What the task requires
Transcribe the listing verbatim, please, with images dropped.

Data supplied
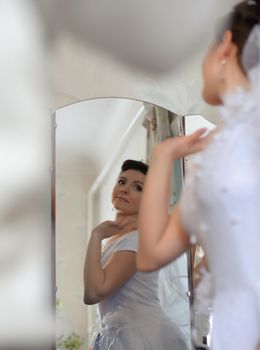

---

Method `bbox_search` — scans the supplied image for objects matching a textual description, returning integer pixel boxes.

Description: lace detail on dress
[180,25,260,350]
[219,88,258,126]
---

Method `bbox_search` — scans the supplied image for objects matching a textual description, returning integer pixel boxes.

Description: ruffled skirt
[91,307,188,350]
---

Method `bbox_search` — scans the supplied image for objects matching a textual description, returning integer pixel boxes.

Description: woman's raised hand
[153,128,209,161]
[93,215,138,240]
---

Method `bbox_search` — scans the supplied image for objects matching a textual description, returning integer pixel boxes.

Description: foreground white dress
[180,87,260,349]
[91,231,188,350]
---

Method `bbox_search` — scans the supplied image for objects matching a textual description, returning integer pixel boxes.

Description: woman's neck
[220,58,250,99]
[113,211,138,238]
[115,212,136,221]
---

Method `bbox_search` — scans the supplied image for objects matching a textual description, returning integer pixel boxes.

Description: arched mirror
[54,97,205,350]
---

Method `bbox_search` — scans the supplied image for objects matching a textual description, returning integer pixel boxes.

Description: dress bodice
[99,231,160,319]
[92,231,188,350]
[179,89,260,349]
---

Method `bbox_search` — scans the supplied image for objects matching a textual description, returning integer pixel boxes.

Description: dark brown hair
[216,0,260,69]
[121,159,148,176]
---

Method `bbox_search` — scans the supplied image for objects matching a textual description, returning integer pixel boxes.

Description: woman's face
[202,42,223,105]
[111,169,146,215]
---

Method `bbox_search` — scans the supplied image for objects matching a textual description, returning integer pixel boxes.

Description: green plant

Answer area
---

Method `bbox_search` — scans the supplied image for objects matching a textual description, returning integer pixel boxes.

Description: lace detail on dress
[180,25,260,350]
[219,88,258,126]
---

Method `bbox_search` — scans the supplied image for objects matching a textual description, returning integer pixel boxes.

Description: ruffled skirt
[91,307,188,350]
---

Method `bbox_search` — scans the supplied image for objects matching a textual description, returning integer pixel boxes.

Description: woman's raised hand
[153,128,209,161]
[93,215,138,240]
---

Method `bbox_search` — scans the supplied image for objects matching a textual description, returning integer pixel boxes.

Description: foreground white dress
[180,87,260,349]
[91,231,188,350]
---

Method `bbox_search` — scans the supplied image for objects matching a textual description, returning integer pixel boxes.

Description: woman's neck
[220,58,250,99]
[113,211,138,238]
[115,212,136,221]
---

Method `bbox_search` — scans the supplied image for objects matching a textual description, returning integer pixel boxes.

Description: arched mirror
[54,97,205,350]
---

Method `bbox_search` — scans the supplied image for objects matching a textual description, returning integer pixel boxes.

Description: dress bodice
[99,231,160,319]
[92,231,188,350]
[179,89,260,349]
---

Method `bbox_search` — scans the supplied image for objects matching a textual description, returning integer pixel boxes.

Description: dark brown hair
[216,0,260,69]
[121,159,148,176]
---

Method `bbox_search` — scans the supplied image for objects matching a textual description, returning integer pixel boxes.

Description: woman's face
[202,42,223,105]
[111,169,146,215]
---

Method `bbox_search` — scans the supplied image for objects matching a textual description, returning integer pixel boxes.

Description: green plant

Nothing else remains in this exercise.